B. Inhalt und Gegenstand der Entscheidung

I. Der Kläger kaufte im Jahr 2007 ein Grundstück mit einem 1981 errichteten Wohnhaus im ehemaligen Westteil von Berlin. Im Jahr 2008 teilte er das Objekt in fünf Wohnungseigentumseinheiten und zwei Teileigentumseinheiten (Garagen) auf. Das Finanzamt stellte für diese Einheiten im Wege der Nachfeststellung Einheitswerte auf den 01.01.2009 fest. Die Wohnungen bewertete das Finanzamt als Einfamilienhäuser im Ertragswertverfahren ausgehend von einem monatlichen Mietwert von 3,90 DM/qm (gute Ausstattung, Mietspiegelfeld Ia) und einem Vervielfältiger von 9,1 (Bauausführung A, Nachkriegsbau). Die festgestellten Einheitswerte liegen zwischen 16.105 Euro und 20.451 Euro.
Mit Einspruch und Klage begehrte der Kläger, die übliche Miete für die Wohnungen zum Hauptfeststellungszeitpunkt 01.01.1964 durch Zurückrechnung der Miete aus dem aktuellen Mietspiegel unter Berücksichtigung von Preisindices zu ermitteln und die Einheitswerte auf dieser Grundlage zu berechnen. Das Finanzgericht wies die Klage ab.
* * *
_WAS ZU TUN IST_
A: Stimmen die folgenden Aussagen mit dem Seitenauszug überein? Antworte jeweils mit Ja oder Nein und zitiere die entscheidenden Worte wörtlich. (i) Der Kläger teilte das Objekt in fünf Wohnungseigentumseinheiten und zwei Garagen auf. (ii) Das Wohnhaus wurde im Jahr 2007 errichtet. (iii) Das Finanzgericht gab der Klage statt.
B: Welchen Vervielfältiger legte das Finanzamt laut Seitenauszug bei der Bewertung der Wohnungen zugrunde?
* * *
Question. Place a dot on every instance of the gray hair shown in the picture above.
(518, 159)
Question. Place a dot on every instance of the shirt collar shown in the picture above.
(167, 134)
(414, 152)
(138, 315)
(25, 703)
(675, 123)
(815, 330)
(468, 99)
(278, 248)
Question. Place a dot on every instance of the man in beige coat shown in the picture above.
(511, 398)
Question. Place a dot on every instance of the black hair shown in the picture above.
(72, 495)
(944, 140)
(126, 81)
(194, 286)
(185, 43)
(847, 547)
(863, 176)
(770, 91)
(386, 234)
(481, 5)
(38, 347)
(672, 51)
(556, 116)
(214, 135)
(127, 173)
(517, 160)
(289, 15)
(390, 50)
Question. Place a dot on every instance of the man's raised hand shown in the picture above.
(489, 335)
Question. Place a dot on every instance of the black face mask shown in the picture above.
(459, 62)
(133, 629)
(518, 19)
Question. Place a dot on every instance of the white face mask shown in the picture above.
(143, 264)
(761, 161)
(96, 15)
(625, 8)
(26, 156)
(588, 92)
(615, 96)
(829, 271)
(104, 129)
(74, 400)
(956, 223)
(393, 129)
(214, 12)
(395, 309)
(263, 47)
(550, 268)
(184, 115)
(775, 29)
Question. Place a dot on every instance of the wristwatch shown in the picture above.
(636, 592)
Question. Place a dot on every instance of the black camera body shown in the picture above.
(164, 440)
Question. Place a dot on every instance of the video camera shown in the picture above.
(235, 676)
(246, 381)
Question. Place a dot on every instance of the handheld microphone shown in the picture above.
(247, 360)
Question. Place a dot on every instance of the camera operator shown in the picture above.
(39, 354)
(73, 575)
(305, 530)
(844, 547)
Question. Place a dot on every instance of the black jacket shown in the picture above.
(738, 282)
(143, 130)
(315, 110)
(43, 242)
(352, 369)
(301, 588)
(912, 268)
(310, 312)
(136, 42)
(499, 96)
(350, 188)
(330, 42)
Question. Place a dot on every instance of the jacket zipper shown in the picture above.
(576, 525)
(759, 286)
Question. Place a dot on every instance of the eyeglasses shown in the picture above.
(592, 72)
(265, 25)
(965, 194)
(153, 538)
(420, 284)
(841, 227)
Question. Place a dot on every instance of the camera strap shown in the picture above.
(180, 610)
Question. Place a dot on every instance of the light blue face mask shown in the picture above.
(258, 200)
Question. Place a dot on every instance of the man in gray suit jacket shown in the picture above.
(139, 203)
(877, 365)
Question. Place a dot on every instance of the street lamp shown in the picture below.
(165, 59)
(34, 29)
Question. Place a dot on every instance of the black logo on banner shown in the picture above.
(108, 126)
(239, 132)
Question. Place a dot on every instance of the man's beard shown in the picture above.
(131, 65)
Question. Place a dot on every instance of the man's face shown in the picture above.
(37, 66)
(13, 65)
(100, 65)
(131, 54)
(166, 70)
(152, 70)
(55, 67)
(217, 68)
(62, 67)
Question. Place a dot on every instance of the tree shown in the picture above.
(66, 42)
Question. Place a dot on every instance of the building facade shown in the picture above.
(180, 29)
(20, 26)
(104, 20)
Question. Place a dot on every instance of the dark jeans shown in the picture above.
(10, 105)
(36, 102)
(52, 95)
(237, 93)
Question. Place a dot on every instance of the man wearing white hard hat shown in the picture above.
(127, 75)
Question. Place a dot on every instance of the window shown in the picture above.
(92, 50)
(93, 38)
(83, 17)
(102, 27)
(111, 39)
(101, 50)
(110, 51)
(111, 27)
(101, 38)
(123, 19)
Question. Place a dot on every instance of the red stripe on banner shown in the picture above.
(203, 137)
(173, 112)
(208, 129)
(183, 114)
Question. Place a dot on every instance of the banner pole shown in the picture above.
* * *
_VOLLSTÄNDIGE ANTWORTEN_
A:
(i) Ja: „Im Jahr 2008 teilte er das Objekt in fünf Wohnungseigentumseinheiten und zwei Teileigentumseinheiten (Garagen) auf.“
(ii) Nein: „Der Kläger kaufte im Jahr 2007 ein Grundstück mit einem 1981 errichteten Wohnhaus“
(iii) Nein: „Das Finanzgericht wies die Klage ab.“

B: Einen Vervielfältiger von 9,1 (Bauausführung A, Nachkriegsbau).